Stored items
════
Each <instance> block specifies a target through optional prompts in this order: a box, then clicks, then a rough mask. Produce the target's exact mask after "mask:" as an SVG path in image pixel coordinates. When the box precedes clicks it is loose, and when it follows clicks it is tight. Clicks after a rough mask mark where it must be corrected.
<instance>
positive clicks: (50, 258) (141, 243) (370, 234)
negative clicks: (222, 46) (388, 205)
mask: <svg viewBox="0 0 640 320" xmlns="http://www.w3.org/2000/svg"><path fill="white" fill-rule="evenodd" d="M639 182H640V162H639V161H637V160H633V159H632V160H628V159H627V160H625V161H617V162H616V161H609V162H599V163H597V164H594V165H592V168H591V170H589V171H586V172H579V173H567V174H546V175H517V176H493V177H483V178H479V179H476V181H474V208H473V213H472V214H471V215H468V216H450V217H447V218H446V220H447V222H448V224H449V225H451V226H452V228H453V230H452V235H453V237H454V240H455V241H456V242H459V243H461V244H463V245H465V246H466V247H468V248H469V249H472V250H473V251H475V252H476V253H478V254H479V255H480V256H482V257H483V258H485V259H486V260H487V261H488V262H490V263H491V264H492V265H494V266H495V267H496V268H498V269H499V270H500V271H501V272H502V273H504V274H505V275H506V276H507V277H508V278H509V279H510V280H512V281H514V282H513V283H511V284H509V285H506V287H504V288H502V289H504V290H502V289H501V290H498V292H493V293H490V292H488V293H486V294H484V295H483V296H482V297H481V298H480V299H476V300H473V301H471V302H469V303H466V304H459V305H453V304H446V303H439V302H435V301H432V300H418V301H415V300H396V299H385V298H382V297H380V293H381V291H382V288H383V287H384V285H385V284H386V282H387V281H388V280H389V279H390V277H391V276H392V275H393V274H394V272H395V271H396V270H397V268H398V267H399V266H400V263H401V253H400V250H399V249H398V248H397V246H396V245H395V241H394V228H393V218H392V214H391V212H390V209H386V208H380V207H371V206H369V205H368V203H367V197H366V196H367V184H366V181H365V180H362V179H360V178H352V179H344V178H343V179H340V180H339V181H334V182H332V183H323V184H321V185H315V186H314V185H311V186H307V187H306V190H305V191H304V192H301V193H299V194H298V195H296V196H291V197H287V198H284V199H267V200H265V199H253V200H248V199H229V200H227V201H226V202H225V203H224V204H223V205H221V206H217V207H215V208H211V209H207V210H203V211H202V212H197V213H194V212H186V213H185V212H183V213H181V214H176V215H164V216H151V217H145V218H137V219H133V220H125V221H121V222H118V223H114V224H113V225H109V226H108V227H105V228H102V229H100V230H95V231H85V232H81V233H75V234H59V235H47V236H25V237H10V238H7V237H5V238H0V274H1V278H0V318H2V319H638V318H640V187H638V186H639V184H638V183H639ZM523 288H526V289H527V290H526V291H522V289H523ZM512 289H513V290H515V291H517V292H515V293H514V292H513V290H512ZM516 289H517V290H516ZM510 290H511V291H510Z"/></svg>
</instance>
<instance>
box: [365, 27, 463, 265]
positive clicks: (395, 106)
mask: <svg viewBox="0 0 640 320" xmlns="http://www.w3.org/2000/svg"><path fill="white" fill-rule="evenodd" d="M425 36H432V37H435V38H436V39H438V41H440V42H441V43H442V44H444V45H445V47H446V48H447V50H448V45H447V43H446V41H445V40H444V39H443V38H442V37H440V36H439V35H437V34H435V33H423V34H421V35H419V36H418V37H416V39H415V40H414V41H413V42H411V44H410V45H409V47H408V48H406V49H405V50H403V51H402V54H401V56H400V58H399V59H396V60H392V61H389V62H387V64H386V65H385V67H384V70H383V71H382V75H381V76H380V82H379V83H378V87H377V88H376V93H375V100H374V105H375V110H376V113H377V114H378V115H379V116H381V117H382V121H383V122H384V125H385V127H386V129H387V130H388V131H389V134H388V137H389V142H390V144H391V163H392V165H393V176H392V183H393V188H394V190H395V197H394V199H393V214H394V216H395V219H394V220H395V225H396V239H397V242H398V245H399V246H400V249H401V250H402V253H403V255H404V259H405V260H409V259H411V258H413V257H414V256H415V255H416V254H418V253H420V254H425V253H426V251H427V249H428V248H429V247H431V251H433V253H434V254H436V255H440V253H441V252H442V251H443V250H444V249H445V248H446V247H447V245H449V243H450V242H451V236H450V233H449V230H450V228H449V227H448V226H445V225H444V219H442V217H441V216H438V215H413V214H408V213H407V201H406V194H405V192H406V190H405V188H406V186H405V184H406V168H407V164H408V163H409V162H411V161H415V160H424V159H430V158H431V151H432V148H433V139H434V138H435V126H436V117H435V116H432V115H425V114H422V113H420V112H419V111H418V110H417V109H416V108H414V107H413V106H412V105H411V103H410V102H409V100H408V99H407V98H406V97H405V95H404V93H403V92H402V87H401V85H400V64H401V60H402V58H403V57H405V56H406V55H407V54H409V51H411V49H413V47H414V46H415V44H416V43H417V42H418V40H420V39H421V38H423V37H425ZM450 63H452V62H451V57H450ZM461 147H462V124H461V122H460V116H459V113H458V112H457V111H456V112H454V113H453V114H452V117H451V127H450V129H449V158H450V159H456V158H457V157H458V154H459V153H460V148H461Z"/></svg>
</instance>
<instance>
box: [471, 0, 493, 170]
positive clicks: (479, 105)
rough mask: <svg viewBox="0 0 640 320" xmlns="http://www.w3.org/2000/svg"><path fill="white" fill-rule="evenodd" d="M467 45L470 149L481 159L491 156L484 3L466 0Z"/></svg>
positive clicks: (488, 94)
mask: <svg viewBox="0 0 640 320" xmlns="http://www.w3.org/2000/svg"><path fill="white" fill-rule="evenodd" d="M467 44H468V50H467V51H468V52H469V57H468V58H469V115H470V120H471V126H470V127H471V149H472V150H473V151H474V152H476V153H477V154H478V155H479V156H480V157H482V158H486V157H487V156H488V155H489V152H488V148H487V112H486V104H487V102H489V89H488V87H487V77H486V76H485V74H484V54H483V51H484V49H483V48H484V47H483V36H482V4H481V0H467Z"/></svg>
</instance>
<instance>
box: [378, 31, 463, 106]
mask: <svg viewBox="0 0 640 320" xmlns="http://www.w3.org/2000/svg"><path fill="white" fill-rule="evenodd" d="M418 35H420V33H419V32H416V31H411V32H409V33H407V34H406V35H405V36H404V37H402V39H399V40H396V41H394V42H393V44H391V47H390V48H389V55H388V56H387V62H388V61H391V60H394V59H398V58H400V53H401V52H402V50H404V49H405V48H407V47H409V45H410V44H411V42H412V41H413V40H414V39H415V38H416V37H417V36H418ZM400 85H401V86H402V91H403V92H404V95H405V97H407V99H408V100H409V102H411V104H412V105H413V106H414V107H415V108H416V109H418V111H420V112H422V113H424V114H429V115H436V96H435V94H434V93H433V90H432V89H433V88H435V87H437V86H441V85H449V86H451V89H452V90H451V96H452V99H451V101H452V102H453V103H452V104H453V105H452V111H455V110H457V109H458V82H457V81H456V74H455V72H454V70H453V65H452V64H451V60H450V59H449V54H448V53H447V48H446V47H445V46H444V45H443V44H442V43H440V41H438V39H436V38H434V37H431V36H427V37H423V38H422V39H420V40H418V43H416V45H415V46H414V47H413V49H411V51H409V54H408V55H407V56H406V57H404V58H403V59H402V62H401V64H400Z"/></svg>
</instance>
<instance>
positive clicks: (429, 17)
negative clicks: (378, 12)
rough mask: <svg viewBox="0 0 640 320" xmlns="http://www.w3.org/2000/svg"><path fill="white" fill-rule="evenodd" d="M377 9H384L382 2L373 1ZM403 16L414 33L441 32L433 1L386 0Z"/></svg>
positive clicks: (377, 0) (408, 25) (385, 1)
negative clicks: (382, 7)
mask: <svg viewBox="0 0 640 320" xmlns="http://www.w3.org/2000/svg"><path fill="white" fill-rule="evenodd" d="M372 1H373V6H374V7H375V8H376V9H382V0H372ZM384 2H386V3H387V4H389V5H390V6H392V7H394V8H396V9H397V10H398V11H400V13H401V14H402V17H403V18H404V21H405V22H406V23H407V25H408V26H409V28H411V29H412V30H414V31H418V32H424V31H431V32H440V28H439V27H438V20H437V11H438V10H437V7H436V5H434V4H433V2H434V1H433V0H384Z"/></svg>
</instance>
════
WHAT TO WORK ON
Set down, exactly as they stand above, the lines starting with the line with "positive clicks: (479, 105)" and going on through the line with "positive clicks: (377, 0) (408, 25) (385, 1)", and no others.

SOLUTION
positive clicks: (479, 105)
rough mask: <svg viewBox="0 0 640 320" xmlns="http://www.w3.org/2000/svg"><path fill="white" fill-rule="evenodd" d="M467 45L470 149L481 159L491 156L484 3L466 0Z"/></svg>
positive clicks: (488, 94)
mask: <svg viewBox="0 0 640 320" xmlns="http://www.w3.org/2000/svg"><path fill="white" fill-rule="evenodd" d="M467 44H468V50H467V51H468V52H469V57H468V58H469V115H470V120H471V126H470V127H471V149H472V150H473V151H474V152H476V153H477V154H478V155H479V156H480V157H482V158H486V157H487V156H488V155H489V152H488V148H487V112H486V104H487V102H489V89H488V87H487V77H486V76H485V74H484V54H483V51H484V49H483V48H484V47H483V36H482V4H481V0H467Z"/></svg>
</instance>
<instance>
box: [378, 31, 463, 106]
mask: <svg viewBox="0 0 640 320" xmlns="http://www.w3.org/2000/svg"><path fill="white" fill-rule="evenodd" d="M418 35H420V33H419V32H416V31H411V32H409V33H407V34H406V35H405V36H404V37H402V39H399V40H396V41H394V42H393V44H391V47H390V48H389V55H388V56H387V62H388V61H391V60H394V59H398V58H400V53H401V52H402V50H404V49H405V48H407V47H409V45H410V44H411V42H412V41H413V40H414V39H415V38H416V37H417V36H418ZM400 85H401V86H402V91H403V92H404V95H405V97H407V99H408V100H409V102H411V104H412V105H413V106H414V107H415V108H416V109H418V111H420V112H422V113H424V114H429V115H436V96H435V94H434V93H433V90H432V89H433V88H435V87H437V86H441V85H449V86H451V89H452V90H451V96H452V99H451V101H452V102H453V103H452V104H453V105H452V111H455V110H457V109H458V82H457V81H456V74H455V72H454V70H453V65H452V64H451V60H450V59H449V54H448V53H447V48H446V47H445V46H444V45H443V44H442V43H440V41H438V39H436V38H434V37H431V36H427V37H423V38H422V39H420V40H418V43H416V45H415V46H414V47H413V49H411V51H409V54H408V55H407V56H406V57H404V58H403V59H402V62H401V64H400Z"/></svg>
</instance>
<instance>
positive clicks: (429, 17)
negative clicks: (378, 12)
rough mask: <svg viewBox="0 0 640 320" xmlns="http://www.w3.org/2000/svg"><path fill="white" fill-rule="evenodd" d="M377 9H384L382 2L373 1ZM403 16L414 33L441 32L433 1L386 0Z"/></svg>
positive clicks: (377, 0) (408, 25) (385, 1)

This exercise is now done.